N.04
Luglio/ Agosto 2013
Studi /

La vocazione oggi

Il tema che mi è stato assegnato come ricerca e come contribu­to da offrirvi questa sera ha come titolo: “La vocazione oggi”. Ora, quando si parla di vocazione e di vocazioni oggi, subito si parla anche di crisi, e in verità possiamo dire che effettivamente – attenzione alle parole che uso – c’è una diminuzione forte delle ordinazioni presbi­terali e una diminuzione fortissima di quelli che professano la vita religiosa (monaci, monache, frati suore, religiosi e religiose). Come interpretare questa crisi, dalla quale sembra dipendere il futuro delle comunità cristiane, soprattutto nelle nostre terre di antica cristianità?

Non spetta ora a me ricordare che questa crisi era in realtà già presente negli anni ’60 del secolo scorso e che certamente ha avuto un accrescimento vistoso a partire dalla svolta antropologica, cul­turale e politica di quegli anni. Finiva la cristianità come assetto culturale, iniziava il processo di secolarizzazione, di «disincanto del mondo» (Marcel Gauchet), e di conseguenza emergevano nuove urgenze, nuove e impensate vie per “vivere la vita”. Denatalità, di­minutio della comunità cristiana, mutamenti sostanziali nella forma di vivere la vocazione presbiterale o religiosa, emergenza delle vo­cazioni laicali e della vocazione “cristiana” – quella cioè che ogni cristiano riceve in dotazione con il battesimo –, nuove comprensio­ni dell’etica e della sessualità: tutto questo ha contribuito alla crisi.

Conosciamo bene queste congiunture, da tempo le analizziamo e magari cerchiamo per esse adeguati rimedi. Ma io voglio andare oltre: vorrei porre delle domande al termine di questa introduzione al tema e poi sostare sulla vocazione e sull’oggi, che per noi cristiani non è mai solo cronologico, ma è sempre kairós, “oggi di Dio”. Que­ste le domande che sono necessarie, necessarie quanto le risposte che però non sempre sono possibili.

> Materiale fornito:

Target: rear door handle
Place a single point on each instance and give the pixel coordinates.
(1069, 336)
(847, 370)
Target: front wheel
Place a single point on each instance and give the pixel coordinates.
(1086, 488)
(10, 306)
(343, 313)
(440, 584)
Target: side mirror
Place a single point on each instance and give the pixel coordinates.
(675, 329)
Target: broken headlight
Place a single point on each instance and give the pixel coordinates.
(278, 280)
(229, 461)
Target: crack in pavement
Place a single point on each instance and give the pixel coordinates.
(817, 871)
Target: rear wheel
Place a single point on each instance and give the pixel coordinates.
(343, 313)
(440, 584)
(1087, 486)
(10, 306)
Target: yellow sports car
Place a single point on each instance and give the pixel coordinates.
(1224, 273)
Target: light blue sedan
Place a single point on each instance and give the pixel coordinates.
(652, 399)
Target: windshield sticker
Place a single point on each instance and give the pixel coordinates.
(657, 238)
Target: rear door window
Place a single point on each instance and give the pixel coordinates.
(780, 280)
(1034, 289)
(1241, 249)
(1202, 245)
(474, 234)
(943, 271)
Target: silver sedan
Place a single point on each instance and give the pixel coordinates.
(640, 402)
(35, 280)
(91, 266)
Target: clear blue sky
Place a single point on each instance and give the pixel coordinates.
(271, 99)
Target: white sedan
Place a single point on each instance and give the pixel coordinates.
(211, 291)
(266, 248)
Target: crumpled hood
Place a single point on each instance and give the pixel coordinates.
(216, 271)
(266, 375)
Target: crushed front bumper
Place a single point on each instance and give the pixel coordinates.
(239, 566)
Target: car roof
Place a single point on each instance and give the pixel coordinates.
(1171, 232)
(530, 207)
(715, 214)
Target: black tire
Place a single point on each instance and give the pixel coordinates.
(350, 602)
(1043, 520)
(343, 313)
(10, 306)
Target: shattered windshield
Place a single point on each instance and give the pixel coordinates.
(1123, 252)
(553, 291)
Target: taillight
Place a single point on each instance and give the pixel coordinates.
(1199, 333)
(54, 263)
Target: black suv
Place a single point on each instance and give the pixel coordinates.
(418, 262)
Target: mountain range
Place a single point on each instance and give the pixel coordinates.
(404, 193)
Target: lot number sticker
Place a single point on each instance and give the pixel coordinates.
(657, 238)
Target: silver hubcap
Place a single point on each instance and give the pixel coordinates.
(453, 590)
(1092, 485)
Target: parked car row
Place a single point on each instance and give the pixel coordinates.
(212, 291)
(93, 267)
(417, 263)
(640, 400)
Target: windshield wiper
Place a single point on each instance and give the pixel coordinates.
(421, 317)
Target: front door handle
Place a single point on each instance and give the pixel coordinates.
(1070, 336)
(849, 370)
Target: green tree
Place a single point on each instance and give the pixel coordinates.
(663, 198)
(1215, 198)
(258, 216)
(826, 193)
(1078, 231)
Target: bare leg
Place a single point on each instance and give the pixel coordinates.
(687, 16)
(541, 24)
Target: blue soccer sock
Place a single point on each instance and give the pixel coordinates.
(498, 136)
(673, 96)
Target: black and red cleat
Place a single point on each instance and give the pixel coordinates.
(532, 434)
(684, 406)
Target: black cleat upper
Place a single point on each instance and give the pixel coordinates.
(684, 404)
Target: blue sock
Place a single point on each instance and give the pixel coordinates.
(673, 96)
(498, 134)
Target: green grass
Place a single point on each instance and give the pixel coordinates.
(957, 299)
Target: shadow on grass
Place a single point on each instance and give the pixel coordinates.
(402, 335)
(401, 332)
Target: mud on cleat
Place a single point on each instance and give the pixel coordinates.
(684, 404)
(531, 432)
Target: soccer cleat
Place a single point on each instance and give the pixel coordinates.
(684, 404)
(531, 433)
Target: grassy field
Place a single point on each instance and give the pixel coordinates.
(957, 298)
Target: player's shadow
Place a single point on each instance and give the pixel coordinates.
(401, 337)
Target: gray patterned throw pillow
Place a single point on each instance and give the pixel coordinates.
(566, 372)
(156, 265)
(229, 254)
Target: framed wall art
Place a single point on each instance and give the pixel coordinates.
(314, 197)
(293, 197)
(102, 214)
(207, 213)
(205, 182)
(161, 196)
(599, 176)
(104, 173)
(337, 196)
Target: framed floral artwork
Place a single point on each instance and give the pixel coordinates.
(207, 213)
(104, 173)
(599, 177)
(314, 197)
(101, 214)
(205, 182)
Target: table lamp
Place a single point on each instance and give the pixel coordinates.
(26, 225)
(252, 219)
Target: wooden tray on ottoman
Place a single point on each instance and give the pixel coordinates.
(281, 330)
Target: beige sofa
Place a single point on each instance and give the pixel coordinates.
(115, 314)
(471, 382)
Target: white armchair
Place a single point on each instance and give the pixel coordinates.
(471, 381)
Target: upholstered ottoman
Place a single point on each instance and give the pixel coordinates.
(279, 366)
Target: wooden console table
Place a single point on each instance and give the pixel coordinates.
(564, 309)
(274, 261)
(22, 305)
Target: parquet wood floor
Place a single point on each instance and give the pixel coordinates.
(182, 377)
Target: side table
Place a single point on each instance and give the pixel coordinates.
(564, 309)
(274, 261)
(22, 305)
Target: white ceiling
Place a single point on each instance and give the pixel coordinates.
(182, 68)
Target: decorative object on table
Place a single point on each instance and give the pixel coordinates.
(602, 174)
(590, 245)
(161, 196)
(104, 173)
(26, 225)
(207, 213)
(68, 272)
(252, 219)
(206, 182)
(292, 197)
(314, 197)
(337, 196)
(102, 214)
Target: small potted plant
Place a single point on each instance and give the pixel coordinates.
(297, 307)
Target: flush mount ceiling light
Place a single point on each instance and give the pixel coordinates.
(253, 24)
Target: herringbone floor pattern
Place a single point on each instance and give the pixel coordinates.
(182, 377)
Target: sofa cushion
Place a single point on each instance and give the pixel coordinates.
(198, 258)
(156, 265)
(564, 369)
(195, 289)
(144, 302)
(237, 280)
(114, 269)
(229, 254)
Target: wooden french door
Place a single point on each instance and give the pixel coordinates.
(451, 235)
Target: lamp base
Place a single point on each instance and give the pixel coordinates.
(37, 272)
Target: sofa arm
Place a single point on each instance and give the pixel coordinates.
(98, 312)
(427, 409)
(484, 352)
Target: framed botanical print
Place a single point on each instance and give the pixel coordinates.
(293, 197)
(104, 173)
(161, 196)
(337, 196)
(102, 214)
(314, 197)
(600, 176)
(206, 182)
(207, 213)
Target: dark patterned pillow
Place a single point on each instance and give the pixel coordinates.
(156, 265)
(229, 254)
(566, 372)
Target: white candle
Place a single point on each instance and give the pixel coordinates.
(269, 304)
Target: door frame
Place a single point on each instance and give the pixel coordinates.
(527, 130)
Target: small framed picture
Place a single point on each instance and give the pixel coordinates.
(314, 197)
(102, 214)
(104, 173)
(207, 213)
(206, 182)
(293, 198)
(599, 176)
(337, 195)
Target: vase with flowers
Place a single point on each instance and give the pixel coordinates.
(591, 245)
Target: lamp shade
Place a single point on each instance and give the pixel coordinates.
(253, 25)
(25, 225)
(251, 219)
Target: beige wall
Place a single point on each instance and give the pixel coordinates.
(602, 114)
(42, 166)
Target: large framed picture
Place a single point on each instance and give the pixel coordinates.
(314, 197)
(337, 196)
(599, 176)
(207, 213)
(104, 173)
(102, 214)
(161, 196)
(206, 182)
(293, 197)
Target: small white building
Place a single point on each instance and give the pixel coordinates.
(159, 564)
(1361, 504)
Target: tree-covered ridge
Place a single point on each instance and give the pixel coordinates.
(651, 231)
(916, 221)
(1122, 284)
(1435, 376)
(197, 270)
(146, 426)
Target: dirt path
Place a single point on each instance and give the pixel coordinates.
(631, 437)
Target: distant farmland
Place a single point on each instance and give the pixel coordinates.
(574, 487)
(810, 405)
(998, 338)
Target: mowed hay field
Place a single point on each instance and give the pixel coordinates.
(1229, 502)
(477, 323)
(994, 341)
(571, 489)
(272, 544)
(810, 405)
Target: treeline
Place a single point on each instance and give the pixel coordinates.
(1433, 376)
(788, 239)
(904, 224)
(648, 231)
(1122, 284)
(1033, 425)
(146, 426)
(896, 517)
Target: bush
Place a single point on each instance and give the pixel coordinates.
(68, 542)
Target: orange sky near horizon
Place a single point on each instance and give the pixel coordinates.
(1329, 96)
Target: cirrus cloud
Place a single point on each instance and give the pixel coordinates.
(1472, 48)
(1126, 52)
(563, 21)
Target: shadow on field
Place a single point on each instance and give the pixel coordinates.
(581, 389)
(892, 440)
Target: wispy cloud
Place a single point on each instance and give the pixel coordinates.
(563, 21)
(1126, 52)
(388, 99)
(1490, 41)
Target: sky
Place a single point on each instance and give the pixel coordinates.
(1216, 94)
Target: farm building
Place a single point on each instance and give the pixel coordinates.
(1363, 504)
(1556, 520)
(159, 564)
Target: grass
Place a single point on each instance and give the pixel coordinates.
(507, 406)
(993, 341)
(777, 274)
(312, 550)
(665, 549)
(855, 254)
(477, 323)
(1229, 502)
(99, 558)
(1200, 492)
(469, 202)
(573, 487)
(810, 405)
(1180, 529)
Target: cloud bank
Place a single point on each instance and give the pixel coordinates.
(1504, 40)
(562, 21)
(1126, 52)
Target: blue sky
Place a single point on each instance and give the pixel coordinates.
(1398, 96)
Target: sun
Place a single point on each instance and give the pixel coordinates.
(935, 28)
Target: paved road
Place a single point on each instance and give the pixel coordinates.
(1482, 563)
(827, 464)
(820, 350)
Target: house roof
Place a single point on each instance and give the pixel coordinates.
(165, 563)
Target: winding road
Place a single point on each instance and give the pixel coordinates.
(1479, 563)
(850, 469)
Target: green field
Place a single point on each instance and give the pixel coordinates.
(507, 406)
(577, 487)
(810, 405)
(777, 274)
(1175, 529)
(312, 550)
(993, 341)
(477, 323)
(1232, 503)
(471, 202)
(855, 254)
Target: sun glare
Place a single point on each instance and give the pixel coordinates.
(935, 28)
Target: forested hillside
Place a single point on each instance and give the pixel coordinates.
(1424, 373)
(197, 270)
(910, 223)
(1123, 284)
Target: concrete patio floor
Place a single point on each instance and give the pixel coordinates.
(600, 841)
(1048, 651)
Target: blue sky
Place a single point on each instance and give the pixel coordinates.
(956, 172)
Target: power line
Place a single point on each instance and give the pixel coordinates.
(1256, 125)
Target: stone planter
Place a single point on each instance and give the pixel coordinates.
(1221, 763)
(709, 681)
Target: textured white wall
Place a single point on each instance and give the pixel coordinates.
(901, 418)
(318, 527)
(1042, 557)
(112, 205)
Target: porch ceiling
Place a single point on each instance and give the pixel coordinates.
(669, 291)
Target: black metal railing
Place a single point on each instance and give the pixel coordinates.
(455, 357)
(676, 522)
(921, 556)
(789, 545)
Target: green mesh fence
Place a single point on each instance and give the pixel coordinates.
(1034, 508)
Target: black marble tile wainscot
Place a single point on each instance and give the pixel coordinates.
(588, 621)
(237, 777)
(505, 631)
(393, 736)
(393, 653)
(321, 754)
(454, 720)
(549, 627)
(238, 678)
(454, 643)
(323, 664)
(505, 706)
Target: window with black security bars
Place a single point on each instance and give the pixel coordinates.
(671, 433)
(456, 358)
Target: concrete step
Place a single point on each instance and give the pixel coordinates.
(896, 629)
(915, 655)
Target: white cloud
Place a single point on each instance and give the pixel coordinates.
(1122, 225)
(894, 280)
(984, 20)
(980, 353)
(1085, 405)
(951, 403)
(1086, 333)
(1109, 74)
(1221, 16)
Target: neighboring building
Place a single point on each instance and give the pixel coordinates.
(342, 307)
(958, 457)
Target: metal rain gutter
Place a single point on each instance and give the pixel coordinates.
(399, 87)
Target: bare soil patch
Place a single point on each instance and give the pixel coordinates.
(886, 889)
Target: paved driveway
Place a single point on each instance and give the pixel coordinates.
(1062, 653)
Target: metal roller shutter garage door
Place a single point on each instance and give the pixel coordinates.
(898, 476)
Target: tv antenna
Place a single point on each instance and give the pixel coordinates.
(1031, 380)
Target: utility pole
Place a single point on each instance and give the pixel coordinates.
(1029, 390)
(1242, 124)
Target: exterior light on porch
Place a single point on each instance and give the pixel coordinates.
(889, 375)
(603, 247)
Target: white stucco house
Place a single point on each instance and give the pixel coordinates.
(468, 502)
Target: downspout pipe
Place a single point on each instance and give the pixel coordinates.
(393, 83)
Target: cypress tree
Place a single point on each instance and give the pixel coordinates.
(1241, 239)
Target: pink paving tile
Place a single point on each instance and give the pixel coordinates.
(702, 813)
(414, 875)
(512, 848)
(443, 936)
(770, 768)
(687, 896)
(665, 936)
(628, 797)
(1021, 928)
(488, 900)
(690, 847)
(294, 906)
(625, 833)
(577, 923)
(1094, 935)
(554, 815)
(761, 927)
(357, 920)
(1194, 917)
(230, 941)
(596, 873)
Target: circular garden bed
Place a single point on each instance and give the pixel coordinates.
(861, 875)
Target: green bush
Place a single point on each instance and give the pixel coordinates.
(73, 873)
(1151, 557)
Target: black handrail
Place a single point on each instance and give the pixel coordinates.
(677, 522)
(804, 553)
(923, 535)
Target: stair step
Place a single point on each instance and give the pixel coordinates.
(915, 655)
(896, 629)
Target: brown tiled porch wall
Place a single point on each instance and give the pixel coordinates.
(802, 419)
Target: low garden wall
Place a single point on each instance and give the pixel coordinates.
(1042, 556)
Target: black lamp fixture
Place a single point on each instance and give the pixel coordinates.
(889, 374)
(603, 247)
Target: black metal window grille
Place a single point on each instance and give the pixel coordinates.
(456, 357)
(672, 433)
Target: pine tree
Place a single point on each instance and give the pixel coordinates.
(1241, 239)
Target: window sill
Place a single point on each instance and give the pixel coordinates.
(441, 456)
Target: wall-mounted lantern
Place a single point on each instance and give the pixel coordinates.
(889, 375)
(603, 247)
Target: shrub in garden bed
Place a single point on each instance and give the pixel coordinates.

> Compiti da svolgere:
**a.** Secondo il brano sulla vocazione oggi, in quale periodo era già presente la crisi delle vocazioni?
**b.** Trascrivi dal brano sulla vocazione oggi il passo che va da "Conosciamo bene queste" fino a "sempre sono possibili." compreso.
Il materiale non ha alcun ruolo in questo lavoro.

> Risposte:
**a.** Negli anni ’60 del secolo scorso.

**b.**
Conosciamo bene queste congiunture, da tempo le analizziamo e magari cerchiamo per esse adeguati rimedi. Ma io voglio andare oltre: vorrei porre delle domande al termine di questa introduzione al tema e poi sostare sulla vocazione e sull’oggi, che per noi cristiani non è mai solo cronologico, ma è sempre kairós, “oggi di Dio”. Que­ste le domande che sono necessarie, necessarie quanto le risposte che però non sempre sono possibili.